*** Opening DATASET EXCERPTS ***
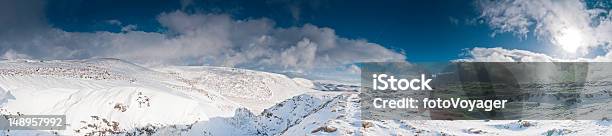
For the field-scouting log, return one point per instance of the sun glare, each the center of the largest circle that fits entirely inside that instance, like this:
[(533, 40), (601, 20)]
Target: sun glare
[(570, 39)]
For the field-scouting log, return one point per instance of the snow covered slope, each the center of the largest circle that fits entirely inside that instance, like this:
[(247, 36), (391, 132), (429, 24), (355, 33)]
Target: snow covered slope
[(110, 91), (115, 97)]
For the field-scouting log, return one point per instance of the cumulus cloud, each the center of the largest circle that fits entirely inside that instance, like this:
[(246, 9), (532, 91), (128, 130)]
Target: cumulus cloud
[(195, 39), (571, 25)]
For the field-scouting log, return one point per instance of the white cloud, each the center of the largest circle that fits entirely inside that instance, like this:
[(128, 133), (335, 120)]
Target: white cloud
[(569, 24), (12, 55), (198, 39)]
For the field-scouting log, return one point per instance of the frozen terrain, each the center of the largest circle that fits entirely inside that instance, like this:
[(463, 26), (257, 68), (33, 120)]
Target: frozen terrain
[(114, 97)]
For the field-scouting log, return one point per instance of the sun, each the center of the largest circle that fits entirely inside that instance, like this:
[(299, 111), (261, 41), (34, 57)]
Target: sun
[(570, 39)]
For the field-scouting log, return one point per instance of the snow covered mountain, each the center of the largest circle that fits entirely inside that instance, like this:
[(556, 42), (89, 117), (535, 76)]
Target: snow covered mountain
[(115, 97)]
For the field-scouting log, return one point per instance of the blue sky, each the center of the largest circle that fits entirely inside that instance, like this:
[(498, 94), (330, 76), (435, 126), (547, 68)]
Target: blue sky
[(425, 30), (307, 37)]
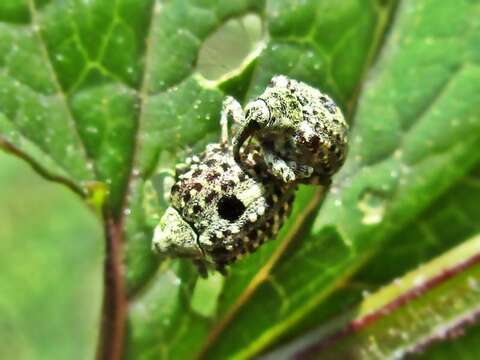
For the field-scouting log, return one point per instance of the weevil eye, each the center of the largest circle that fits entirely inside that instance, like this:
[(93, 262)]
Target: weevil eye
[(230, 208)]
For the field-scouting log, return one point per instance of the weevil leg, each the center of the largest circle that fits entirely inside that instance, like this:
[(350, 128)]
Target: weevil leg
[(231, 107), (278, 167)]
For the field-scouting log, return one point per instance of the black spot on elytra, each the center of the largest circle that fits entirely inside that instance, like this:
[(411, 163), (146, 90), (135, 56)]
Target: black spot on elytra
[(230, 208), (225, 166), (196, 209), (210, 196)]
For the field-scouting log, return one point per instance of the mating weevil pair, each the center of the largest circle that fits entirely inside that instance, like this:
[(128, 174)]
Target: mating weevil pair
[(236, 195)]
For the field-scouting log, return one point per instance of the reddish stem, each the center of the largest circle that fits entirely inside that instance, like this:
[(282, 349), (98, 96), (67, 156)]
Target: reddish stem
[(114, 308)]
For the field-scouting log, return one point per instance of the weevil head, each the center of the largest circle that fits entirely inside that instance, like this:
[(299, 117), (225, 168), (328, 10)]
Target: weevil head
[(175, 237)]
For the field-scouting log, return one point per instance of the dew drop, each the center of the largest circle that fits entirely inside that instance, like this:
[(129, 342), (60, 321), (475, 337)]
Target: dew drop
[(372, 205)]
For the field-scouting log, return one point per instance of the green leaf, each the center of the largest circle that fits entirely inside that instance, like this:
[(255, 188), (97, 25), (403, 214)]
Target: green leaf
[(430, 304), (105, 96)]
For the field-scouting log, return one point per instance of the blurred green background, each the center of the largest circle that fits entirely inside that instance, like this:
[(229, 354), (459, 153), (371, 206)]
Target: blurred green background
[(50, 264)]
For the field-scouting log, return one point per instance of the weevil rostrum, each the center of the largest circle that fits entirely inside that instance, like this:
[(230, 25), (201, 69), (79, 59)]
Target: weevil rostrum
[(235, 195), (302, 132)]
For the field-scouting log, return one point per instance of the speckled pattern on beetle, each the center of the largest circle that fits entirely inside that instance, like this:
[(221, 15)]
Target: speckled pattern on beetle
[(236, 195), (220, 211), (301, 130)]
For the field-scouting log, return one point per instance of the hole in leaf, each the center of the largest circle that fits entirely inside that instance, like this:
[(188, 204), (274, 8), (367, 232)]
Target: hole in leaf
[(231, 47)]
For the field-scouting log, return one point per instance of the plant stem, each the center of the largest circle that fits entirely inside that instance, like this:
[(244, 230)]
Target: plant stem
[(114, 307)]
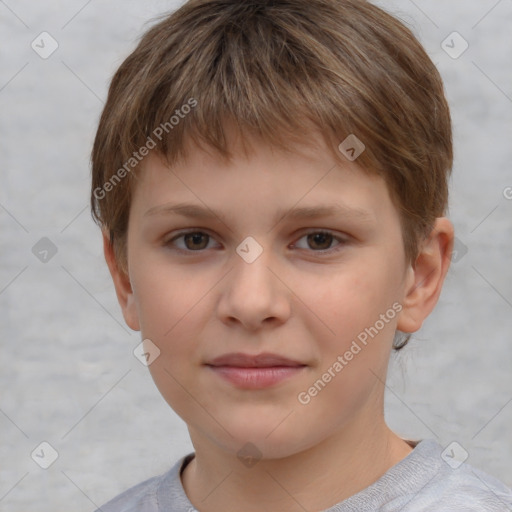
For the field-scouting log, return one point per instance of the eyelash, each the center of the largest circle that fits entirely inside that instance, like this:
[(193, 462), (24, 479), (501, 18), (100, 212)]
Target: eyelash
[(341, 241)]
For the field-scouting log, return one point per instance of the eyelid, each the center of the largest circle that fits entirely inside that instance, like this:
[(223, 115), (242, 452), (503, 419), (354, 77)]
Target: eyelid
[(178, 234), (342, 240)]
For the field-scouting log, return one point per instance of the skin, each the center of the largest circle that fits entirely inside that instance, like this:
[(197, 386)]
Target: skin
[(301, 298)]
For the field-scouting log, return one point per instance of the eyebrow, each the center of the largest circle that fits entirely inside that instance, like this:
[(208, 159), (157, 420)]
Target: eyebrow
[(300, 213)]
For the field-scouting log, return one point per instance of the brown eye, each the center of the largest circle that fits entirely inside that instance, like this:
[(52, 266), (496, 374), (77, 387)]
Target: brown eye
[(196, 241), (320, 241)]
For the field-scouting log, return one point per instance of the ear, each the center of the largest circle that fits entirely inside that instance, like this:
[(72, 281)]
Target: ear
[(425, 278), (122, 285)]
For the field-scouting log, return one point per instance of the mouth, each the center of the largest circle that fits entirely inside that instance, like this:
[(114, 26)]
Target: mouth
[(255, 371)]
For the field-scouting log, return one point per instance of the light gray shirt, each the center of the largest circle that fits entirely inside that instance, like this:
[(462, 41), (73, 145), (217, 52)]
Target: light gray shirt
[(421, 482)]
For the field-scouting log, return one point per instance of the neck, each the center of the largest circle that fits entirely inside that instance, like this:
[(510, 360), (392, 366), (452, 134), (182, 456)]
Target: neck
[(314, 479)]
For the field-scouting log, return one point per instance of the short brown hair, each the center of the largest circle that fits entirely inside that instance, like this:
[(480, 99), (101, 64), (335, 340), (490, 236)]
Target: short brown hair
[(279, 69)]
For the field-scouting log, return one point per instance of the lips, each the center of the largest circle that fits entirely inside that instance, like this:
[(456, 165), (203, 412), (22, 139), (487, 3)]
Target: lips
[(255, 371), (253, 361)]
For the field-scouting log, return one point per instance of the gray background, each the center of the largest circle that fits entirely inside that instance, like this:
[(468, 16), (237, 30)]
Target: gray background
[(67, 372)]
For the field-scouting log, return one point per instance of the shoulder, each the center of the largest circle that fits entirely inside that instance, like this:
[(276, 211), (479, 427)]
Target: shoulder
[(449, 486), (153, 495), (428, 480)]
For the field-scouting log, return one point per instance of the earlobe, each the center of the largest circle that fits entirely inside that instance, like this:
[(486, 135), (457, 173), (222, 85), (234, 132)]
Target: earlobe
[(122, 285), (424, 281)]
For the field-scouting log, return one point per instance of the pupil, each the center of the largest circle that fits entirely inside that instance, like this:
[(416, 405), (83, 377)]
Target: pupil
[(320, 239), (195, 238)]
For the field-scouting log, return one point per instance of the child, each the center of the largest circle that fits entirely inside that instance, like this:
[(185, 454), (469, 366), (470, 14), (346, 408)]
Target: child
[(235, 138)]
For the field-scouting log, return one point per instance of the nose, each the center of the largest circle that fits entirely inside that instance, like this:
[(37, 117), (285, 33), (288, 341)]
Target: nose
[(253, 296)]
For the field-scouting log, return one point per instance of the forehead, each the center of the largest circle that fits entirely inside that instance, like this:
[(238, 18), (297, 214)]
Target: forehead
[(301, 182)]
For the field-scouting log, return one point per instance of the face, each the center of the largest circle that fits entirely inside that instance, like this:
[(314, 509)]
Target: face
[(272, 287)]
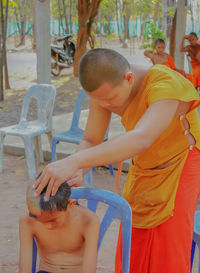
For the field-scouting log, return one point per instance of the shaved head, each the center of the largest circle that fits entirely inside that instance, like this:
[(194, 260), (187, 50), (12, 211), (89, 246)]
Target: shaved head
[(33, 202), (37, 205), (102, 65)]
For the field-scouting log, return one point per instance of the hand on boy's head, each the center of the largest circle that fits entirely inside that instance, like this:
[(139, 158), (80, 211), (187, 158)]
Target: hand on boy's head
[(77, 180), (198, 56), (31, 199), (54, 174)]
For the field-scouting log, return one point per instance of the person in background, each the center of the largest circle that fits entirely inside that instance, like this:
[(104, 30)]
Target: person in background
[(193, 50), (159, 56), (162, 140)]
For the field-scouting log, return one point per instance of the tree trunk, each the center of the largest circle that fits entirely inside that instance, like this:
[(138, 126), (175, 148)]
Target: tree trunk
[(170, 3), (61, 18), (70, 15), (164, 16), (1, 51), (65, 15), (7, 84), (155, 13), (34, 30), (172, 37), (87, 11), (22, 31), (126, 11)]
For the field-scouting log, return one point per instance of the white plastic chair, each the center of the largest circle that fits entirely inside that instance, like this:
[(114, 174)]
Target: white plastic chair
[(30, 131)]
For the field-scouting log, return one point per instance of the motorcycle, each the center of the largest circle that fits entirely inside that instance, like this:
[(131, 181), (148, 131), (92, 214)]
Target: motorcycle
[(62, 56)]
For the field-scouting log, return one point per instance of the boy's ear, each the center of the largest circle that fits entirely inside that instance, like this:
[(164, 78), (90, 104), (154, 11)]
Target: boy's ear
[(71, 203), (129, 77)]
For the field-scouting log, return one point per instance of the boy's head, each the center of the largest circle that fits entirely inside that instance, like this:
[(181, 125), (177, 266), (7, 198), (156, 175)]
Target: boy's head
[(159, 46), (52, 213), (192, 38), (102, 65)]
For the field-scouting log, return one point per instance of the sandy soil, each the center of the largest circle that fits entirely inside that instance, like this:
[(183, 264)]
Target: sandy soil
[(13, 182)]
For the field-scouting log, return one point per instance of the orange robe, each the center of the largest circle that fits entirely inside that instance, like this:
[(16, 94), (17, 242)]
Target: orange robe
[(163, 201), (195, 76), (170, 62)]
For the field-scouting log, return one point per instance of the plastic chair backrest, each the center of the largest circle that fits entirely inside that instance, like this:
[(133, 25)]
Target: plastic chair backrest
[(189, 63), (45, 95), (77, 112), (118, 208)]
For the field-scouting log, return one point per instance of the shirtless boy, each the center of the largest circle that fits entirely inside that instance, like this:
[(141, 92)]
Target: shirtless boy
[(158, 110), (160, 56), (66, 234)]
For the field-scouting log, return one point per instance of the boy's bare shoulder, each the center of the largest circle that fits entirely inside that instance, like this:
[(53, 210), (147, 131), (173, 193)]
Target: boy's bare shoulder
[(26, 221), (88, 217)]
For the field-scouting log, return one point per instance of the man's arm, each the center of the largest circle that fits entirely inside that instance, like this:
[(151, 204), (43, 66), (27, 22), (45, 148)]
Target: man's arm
*** Closing DATASET EXCERPTS ***
TASK:
From the records above, copy only the lines starting with the line that holds "the shoulder, each" and going on through the line that holds "the earlobe, each", exactly as written.

REPLY TO THE TASK:
For the field-scouting log, return one point per instance of the shoulder, each the center of the largest circle that fits entirely inside that instance, like this:
[(276, 211), (479, 427)]
Target: shoulder
[(449, 486), (153, 495), (428, 480)]
For the field-scouting log, return one point per instance of the earlobe, each the center of the largest circle that fits entirely inside that instance, like this:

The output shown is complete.